*Input rows*

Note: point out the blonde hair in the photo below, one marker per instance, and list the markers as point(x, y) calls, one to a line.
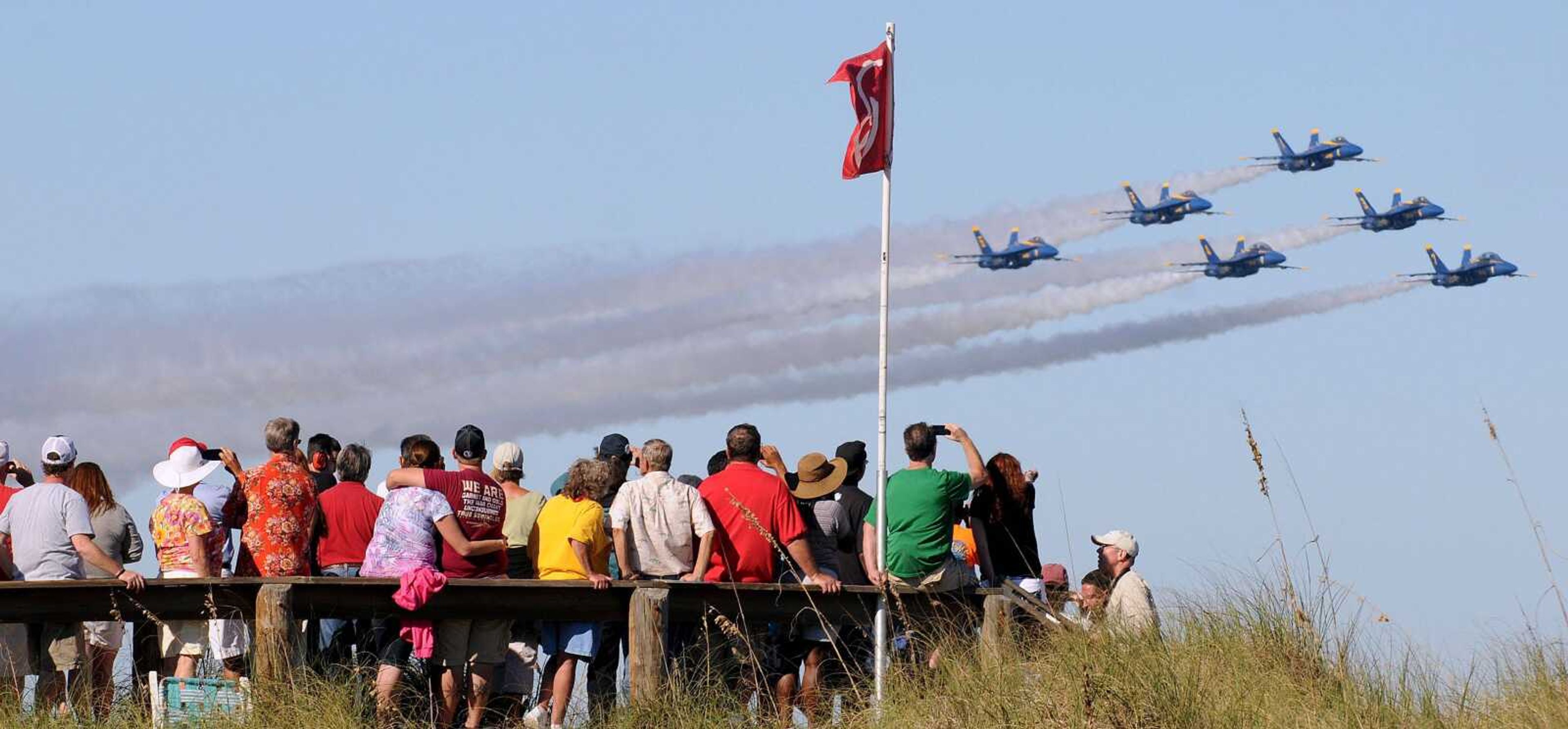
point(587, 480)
...
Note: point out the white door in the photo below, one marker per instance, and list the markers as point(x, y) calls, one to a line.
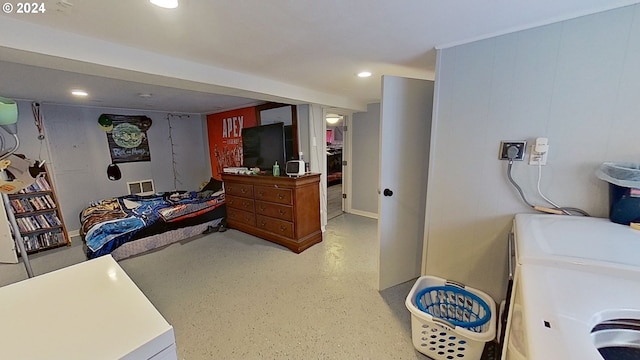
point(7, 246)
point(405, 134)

*Direction*
Turn the records from the line with "Note: point out the white" through the line with "point(405, 134)", both included, into a JSON list of strings with one string per line and no blank lines. Leave out the pictures.

*Solved problem*
[
  "Note: point out the white door in the photo below, one marker per instance, and list the markers as point(x, y) calls, one to a line.",
  "point(7, 246)",
  "point(405, 134)"
]